Every entry below should be returned exactly as it appears, with pictures left out.

══ DATASET EXTRACT ══

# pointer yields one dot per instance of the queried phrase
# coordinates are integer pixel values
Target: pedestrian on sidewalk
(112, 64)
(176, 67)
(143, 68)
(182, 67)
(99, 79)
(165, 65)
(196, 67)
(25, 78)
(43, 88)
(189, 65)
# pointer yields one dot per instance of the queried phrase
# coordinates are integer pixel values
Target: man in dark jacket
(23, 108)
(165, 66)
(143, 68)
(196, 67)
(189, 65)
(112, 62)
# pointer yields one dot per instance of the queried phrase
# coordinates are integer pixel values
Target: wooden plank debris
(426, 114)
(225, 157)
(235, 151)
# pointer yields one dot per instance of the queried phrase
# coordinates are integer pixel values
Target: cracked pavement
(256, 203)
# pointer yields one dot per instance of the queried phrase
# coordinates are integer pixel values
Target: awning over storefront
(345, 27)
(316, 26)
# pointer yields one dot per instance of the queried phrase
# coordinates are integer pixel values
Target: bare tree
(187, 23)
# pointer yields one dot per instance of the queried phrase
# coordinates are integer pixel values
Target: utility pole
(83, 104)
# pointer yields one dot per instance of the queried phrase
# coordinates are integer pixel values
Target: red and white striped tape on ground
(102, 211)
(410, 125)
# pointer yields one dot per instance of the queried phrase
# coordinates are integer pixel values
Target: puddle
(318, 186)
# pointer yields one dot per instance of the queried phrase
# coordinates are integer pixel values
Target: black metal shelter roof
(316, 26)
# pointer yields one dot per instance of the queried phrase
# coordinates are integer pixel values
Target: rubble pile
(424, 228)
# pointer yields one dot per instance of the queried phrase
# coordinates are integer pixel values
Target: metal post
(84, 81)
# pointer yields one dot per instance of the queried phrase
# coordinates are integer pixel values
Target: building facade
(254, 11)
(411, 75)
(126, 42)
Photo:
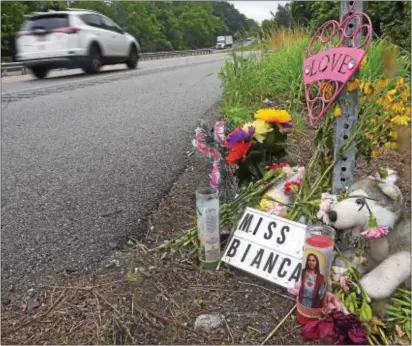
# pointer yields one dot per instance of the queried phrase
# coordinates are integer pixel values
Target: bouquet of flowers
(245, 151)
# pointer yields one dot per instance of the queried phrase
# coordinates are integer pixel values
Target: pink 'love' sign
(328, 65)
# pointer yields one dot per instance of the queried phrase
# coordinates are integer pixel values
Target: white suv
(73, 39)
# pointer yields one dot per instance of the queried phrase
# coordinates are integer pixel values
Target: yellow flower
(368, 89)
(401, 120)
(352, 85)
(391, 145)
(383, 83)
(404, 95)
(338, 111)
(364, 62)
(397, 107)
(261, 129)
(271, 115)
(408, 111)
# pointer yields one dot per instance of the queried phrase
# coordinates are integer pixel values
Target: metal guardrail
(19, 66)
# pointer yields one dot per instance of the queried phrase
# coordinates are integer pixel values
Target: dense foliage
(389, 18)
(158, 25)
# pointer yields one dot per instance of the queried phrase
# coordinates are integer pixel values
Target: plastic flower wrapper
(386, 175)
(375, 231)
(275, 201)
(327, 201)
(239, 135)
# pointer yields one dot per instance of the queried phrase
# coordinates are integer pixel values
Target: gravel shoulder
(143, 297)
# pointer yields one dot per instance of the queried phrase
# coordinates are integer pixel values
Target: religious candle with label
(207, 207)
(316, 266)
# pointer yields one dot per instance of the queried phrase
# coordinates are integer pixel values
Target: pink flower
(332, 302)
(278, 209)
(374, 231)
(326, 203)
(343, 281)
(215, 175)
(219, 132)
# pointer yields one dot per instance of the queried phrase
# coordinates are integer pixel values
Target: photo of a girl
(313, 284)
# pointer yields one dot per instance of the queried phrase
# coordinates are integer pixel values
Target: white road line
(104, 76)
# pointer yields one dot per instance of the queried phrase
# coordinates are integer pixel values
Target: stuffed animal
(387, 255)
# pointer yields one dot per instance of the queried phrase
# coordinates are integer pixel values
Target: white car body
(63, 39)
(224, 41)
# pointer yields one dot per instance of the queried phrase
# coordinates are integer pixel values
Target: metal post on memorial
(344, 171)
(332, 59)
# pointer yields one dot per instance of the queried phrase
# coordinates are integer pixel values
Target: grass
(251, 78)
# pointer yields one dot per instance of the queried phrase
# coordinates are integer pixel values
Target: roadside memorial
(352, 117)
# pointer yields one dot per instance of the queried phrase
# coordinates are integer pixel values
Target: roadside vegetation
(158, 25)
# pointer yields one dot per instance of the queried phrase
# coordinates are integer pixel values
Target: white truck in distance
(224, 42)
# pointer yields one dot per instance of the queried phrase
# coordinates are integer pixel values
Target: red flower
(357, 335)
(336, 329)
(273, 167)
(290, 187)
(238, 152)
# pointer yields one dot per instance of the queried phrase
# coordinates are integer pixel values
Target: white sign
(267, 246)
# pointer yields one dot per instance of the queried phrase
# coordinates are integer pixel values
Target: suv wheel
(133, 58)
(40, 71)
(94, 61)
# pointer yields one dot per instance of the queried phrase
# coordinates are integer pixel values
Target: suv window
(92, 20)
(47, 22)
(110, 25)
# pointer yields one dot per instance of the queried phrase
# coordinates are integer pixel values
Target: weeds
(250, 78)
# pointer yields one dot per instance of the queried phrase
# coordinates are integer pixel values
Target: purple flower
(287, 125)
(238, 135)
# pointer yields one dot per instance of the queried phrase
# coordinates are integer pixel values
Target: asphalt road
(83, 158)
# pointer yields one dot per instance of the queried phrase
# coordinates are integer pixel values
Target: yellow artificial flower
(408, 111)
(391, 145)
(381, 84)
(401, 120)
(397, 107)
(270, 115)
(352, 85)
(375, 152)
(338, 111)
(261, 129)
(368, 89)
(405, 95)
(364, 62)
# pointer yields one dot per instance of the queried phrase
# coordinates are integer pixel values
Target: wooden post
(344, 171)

═══

THE COMPLETED TASK >>
# pointer yields one dot per instance of the queried phrase
# coordinates are integer pixel values
Target: pedestrian on sidewalk
(112, 64)
(176, 67)
(143, 68)
(182, 67)
(99, 79)
(165, 65)
(196, 67)
(25, 78)
(43, 88)
(189, 65)
# pointer yields one dot per instance of the queried phrase
# coordinates are integer pixel values
Target: man in dark jacket
(23, 108)
(165, 66)
(143, 68)
(196, 67)
(189, 65)
(112, 62)
# pointer yields one dot per instance of the queried phrase
# coordinates are integer pixel values
Target: wooden plank debris
(426, 114)
(225, 157)
(235, 151)
# pointer yields one dot per instance of the queried phrase
# coordinates are integer pixel values
Target: cracked pavement
(256, 203)
# pointer yields one dot per instance of the queried phrase
# coordinates are integer pixel values
Target: awning over storefront
(345, 27)
(316, 26)
# pointer yields one dot per instance of the queried phrase
# coordinates are integer pixel values
Target: bare tree
(187, 23)
# pointer yields one dot per instance of the queried phrase
# coordinates are integer pixel values
Target: utility pole
(83, 104)
# pointer yields one dot per instance of the queried phrase
# coordinates are integer pixel values
Target: red and white striped tape on ground
(102, 211)
(410, 125)
# pointer yields one dot per instance of the queried phrase
# coordinates are integer pixel values
Target: puddle
(318, 186)
# pointer yields one dot per instance of the queried phrase
# coordinates are integer pixel values
Target: black metal shelter roof
(316, 26)
# pointer yields one dot per instance of the queried phrase
# coordinates are integer pixel values
Target: rubble pile
(424, 228)
# pointer yields one dot per instance of the queried phrase
# coordinates are integer pixel values
Target: metal post
(84, 81)
# pointer yields one dot per instance of the queried phrase
# coordinates are integer pixel values
Target: building facade
(254, 11)
(411, 75)
(126, 42)
Photo:
# pointer yields one dot per instance of the queried phrase
# coordinates are integer pixel values
Target: bouquet of flowers
(245, 151)
# pointer yields one dot per instance of the queried phrase
# coordinates are integer pixel values
Target: pink 'love' sign
(328, 65)
# pointer yields one dot per instance of the queried phrase
# coordinates are integer pixel values
Target: white suv
(73, 39)
# pointer yields one dot per instance of the queried phrase
# coordinates are integer pixel values
Target: yellow flower
(368, 89)
(401, 120)
(352, 85)
(391, 145)
(383, 83)
(404, 95)
(338, 111)
(364, 62)
(397, 107)
(261, 129)
(271, 115)
(408, 111)
# pointer yields one dot per instance of the queried phrase
# coordinates are integer pixel values
Target: metal guardrail
(19, 66)
# pointer yields one dot per instance of the queried phrase
# coordinates are integer pixel values
Target: dense foliage
(389, 18)
(158, 25)
# pointer yields one dot per instance of the queried phrase
# coordinates are integer pixel values
Target: plastic flower wrapper
(386, 175)
(375, 231)
(275, 201)
(327, 201)
(239, 135)
# pointer yields one dot per instance of the queried phrase
# coordinates are integer pixel values
Target: gravel shoulder
(143, 297)
# pointer yields one dot per instance of the queried phrase
# coordinates are integer pixel values
Target: religious candle with label
(207, 207)
(316, 266)
# pointer yields one dot per instance of the queried phrase
# coordinates are integer pixel values
Target: pink flower
(332, 302)
(278, 209)
(374, 231)
(326, 203)
(343, 281)
(215, 175)
(219, 132)
# pointer yields one dot per instance of the queried phrase
# coordinates are integer pixel values
Target: photo of a girl
(313, 284)
# pointer yields one dot per instance of the queried phrase
# coordinates are integer pixel values
Target: white road line
(104, 76)
# pointer yields one dot per instance of the queried phrase
# coordinates are integer pixel values
Target: stuffed animal
(387, 255)
# pointer yields one dot per instance of the queried phrase
# coordinates are integer pixel values
Target: white car body
(63, 39)
(224, 41)
# pointer yields one dot per instance of the queried phrase
# coordinates are integer pixel values
Target: metal post on memorial
(344, 171)
(332, 59)
# pointer yields one dot per instance of the queried phrase
# coordinates are integer pixel values
Target: grass
(251, 78)
# pointer yields one dot per instance of the queried phrase
# coordinates are integer pixel values
Target: roadside memorial
(352, 117)
# pointer yields one dot per instance of the queried phrase
# coordinates are integer pixel values
Target: roadside vegetation
(158, 25)
# pointer yields one dot per instance of the queried phrase
# coordinates are integer pixel values
Target: white truck in distance
(224, 42)
# pointer yields one dot per instance of the queried phrase
# coordinates are integer pixel values
Target: red flower
(357, 335)
(336, 329)
(273, 167)
(290, 187)
(238, 152)
# pointer yields one dot per instance of the queried phrase
# coordinates are integer pixel values
Target: white sign
(267, 246)
# pointer yields one dot per instance of the queried phrase
# coordinates are integer pixel values
Target: suv wheel
(133, 58)
(40, 71)
(94, 61)
# pointer yields one dot per instance of the queried phrase
# coordinates are integer pixel values
Target: suv window
(92, 20)
(47, 22)
(110, 25)
# pointer yields one dot per instance of the queried phrase
# coordinates are integer pixel values
Target: weeds
(250, 78)
# pointer yields one dot per instance of the queried phrase
# coordinates are integer pixel values
Target: purple flower
(287, 125)
(238, 135)
# pointer yields one dot per instance of the queried phrase
# coordinates are integer pixel values
Target: asphalt road
(83, 158)
# pointer yields one dot per instance of the queried phrase
# coordinates are integer pixel values
Target: yellow artificial flower
(408, 111)
(391, 145)
(381, 84)
(401, 120)
(397, 107)
(270, 115)
(352, 85)
(375, 152)
(338, 111)
(261, 129)
(368, 89)
(405, 95)
(364, 62)
# pointer yields one dot per instance of the queried phrase
# coordinates are integer pixel values
Target: wooden post
(344, 171)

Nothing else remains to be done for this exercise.